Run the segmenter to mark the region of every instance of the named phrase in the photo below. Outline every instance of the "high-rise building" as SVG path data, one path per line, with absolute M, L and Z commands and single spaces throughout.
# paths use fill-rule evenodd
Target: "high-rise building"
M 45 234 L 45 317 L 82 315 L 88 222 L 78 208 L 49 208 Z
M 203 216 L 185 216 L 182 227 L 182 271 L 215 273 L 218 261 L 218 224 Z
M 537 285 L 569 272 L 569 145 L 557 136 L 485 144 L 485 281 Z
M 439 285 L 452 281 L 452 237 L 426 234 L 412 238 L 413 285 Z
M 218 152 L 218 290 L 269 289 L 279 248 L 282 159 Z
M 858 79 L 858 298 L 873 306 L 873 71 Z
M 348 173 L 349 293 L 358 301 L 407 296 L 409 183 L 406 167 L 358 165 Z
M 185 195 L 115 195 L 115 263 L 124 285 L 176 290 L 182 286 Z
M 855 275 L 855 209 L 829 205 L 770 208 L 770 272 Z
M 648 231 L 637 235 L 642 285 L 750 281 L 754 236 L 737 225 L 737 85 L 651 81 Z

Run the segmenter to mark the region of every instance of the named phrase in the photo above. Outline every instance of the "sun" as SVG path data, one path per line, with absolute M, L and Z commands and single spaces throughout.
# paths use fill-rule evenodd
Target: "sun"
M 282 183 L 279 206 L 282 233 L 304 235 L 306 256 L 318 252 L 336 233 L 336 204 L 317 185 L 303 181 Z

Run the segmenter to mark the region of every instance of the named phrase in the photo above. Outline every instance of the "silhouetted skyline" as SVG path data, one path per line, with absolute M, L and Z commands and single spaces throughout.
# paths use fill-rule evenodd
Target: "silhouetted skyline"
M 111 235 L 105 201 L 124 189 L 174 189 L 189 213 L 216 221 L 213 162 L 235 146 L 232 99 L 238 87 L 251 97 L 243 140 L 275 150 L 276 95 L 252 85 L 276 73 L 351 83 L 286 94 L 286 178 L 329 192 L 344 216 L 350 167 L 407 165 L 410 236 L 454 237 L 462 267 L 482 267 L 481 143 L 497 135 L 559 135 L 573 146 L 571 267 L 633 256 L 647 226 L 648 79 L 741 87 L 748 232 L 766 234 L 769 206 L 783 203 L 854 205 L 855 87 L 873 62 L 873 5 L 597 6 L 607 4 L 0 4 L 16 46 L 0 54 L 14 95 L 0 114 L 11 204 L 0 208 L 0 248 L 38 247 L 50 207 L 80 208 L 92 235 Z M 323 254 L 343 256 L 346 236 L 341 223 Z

• Stated problem:
Can you write out the items again, from the first line through the line that contains "M 282 183 L", keeping all their wording and increasing every coordinate in the path outlines by 42 while leaving the other lines unchanged?

• The output:
Run the segmenter to mark the region of every instance of the named phrase in the photo below. Outline every instance of the "high-rise building" as SVG path data, one path per line, with absolute M, L and Z commands and single spaces throughout.
# paths use fill-rule evenodd
Target: "high-rise building"
M 87 276 L 87 359 L 124 357 L 130 264 L 120 250 L 91 250 Z
M 245 258 L 227 258 L 224 269 L 224 313 L 257 315 L 260 303 L 260 266 Z
M 579 327 L 611 314 L 611 187 L 599 178 L 527 186 L 527 323 Z
M 481 327 L 494 323 L 494 279 L 468 276 L 454 280 L 455 327 Z
M 260 194 L 260 332 L 311 331 L 321 290 L 324 201 Z
M 900 121 L 900 340 L 915 348 L 915 113 Z
M 390 215 L 391 335 L 400 343 L 449 338 L 451 225 L 448 209 L 400 207 Z
M 227 237 L 157 237 L 157 305 L 166 327 L 218 332 L 224 328 Z
M 897 317 L 897 251 L 871 247 L 812 250 L 812 314 Z
M 690 273 L 679 277 L 684 327 L 792 323 L 796 278 L 779 267 L 779 127 L 693 123 Z

Run the segmenter to mark the region of every instance of the named phrase in the photo above. Outline every instance of the "sun" as SVG path data, one path per line, with absolute M, L and Z commands and single spaces throughout.
# paths use fill-rule evenodd
Target: "sun"
M 324 225 L 321 248 L 324 275 L 346 277 L 348 298 L 360 294 L 378 275 L 378 246 L 359 227 L 345 223 Z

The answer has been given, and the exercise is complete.